Requests:
(a) Repeat everything in the excerpt on fractional Jacobi expansions from "Here, the variable" down to "Corollary 1.".
(b) In the excerpt on fractional Jacobi expansions, what is used to obtain the asymptotic expansion of the solution to the VIDE for sufficiently smooth p(t), q(t) and K(t,s)?
(c) Supply the next part of the excerpt on fractional Jacobi expansions, starting right after its last line.

Here, the variable transformations

$$x=t^{\lambda }\mathrm{and}t=\frac{b^{1/\lambda }-a^{1/\lambda }}{2}s+\frac{b^{1/\lambda }+a^{1/\lambda }}{2}$$

are employed. If $f\left(x\right)\in \mathcal{A}\left(\right[a,b],\gamma ),$ then we have ${\displaystyle f\left({\left(\frac{b^{1/\lambda }-a^{1/\lambda }}{2}s+\frac{b^{1/\lambda }+a^{1/\lambda }}{2}\right)}^{\lambda }\right)}$ belonging to $\mathcal{A}([a^{1/\lambda },b^{1/\lambda }],\lambda \gamma ),$ which implies

$$\begin{array}{c}\hfill c_n^{\lambda }(\alpha ,\beta )=\left\{\begin{array}{cc}O\left({(b^{1/\lambda }-a^{1/\lambda })}^{\lambda \gamma }\right),\hfill & \lambda \gamma <n+1,\hfill \\ O\left({(b^{1/\lambda }-a^{1/\lambda })}^{n+1}\right),\hfill & \lambda \gamma \ge n+1.\hfill \end{array}\right.\end{array}$$

(13)

With Lemma 2 in mind, we arrive at the following result:

Corollary 1.

Suppose $f\left(x\right)$ belongs to $\mathcal{A}\left(\right[a,b],\gamma )$, where $a\ge 0.$ Then, for the fractional Jacobi expansion, it follows that as $b^{1/\lambda }-a^{1/\lambda }\to 0$, we have

$$\parallel (I-{\mathcal{P}}_{a,b}^{n,\lambda }){f\parallel }_{\infty }=\left\{\begin{array}{cc}O\left({(b^{1/\lambda }-a^{1/\lambda })}^{\lambda \gamma }\right),\hfill & \lambda \gamma <n+1,\hfill \\ O\left({(b^{1/\lambda }-a^{1/\lambda })}^{n+1}\right),\hfill & \lambda \gamma \ge n+1.\hfill \end{array}\right.$$

The solution to the VIDE in Equation (1) can be analyzed with the help of the basic Volterra theory of the second kind. For sufficiently smooth $p\left(t\right),q\left(t\right)$ and $K(t,s),$ its asymptotic expansion can be obtained by utilizing Picard’s iteration ([2], Theorem 7.1.4). We summarize these theoretical results in the following lemma:

Lemma 3.

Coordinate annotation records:

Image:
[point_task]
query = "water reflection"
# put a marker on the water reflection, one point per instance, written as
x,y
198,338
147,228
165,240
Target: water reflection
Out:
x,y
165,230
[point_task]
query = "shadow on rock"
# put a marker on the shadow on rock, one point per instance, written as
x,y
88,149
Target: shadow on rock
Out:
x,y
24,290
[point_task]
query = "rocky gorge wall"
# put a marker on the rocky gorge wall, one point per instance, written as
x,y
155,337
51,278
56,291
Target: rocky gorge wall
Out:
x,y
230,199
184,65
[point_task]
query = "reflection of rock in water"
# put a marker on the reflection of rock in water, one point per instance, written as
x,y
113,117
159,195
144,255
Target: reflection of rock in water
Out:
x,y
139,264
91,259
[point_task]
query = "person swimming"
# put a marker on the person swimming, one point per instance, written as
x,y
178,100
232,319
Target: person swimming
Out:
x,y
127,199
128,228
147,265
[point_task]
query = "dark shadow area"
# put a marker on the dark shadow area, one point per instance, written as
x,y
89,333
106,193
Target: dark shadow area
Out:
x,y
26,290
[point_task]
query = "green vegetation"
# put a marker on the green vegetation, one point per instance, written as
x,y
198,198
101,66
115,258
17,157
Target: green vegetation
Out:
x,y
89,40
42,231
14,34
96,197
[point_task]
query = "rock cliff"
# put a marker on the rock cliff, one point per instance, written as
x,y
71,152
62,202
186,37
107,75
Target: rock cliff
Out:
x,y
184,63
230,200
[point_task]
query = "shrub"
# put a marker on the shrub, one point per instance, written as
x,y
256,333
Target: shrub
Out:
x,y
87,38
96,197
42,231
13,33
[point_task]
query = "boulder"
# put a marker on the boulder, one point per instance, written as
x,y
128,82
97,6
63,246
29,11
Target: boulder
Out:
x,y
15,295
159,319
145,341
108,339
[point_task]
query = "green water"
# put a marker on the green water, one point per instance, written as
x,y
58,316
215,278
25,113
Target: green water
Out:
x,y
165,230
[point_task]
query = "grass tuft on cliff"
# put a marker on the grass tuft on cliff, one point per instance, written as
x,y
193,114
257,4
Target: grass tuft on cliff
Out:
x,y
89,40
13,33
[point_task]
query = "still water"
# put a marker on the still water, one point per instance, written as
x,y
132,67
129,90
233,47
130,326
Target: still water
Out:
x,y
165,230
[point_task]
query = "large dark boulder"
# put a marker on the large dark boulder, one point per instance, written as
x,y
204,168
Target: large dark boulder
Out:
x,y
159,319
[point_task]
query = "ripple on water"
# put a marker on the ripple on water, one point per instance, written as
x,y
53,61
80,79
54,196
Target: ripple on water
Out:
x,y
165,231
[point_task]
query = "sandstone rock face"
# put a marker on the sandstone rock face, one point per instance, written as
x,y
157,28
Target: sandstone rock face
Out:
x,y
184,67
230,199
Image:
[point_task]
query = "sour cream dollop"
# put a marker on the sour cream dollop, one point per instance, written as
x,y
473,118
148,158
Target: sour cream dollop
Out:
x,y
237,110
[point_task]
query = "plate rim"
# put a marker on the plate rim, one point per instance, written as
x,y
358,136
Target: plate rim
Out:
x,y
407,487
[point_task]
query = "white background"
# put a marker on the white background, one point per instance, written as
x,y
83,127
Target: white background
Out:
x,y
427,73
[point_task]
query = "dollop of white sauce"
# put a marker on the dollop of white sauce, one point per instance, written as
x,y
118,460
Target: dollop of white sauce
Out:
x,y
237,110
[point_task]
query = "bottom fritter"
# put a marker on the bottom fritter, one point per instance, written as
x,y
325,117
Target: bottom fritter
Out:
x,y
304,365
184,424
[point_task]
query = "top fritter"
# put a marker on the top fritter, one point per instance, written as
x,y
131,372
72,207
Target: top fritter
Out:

Replies:
(a)
Here, the variable transformations

$$x=t^{\lambda }\mathrm{and}t=\frac{b^{1/\lambda }-a^{1/\lambda }}{2}s+\frac{b^{1/\lambda }+a^{1/\lambda }}{2}$$

are employed. If $f\left(x\right)\in \mathcal{A}\left(\right[a,b],\gamma ),$ then we have ${\displaystyle f\left({\left(\frac{b^{1/\lambda }-a^{1/\lambda }}{2}s+\frac{b^{1/\lambda }+a^{1/\lambda }}{2}\right)}^{\lambda }\right)}$ belonging to $\mathcal{A}([a^{1/\lambda },b^{1/\lambda }],\lambda \gamma ),$ which implies

$$\begin{array}{c}\hfill c_n^{\lambda }(\alpha ,\beta )=\left\{\begin{array}{cc}O\left({(b^{1/\lambda }-a^{1/\lambda })}^{\lambda \gamma }\right),\hfill & \lambda \gamma <n+1,\hfill \\ O\left({(b^{1/\lambda }-a^{1/\lambda })}^{n+1}\right),\hfill & \lambda \gamma \ge n+1.\hfill \end{array}\right.\end{array}$$

(13)

With Lemma 2 in mind, we arrive at the following result:

Corollary 1.

(b) Picard's iteration.

(c)
Assume $q\in \mathcal{A}\left(\right[0,1],\mu +1)$ and $K\in C^m\left(D\right)$, where $K(t,t)\ne 0$, $p\in C^m\left([0,1]\right)$ and $\mu \in (-1,0).$ Then, the solution y of Equation (1) can be written in the following form:

$$\begin{array}{c}\hfill y\left(t\right)=\sum _{{(j,k)}_{\mu }}{\gamma }_{j,k}\left(\mu \right)t^{j+k(2+\mu )}+Y_{m+1}(t,\mu ),\end{array}$$

(14)

where

$${(j,k)}_{\mu }:=\{(j,k):j,k\in N,j+k(2+\mu )<m+1\}.$$

Moreover, $Y_{m+1}(t,\mu )\in C^{m+1}\left(I\right).$

It is noted that the exact solution $y\left(t\right)$ to the VIDE in Equation (1) belongs to $\mathcal{A}\left(\right[0,1],2+\mu )$ under the assumption of Lemma 3. Now, we arrive at the main theoretical result of the current paper:

Theorem 1.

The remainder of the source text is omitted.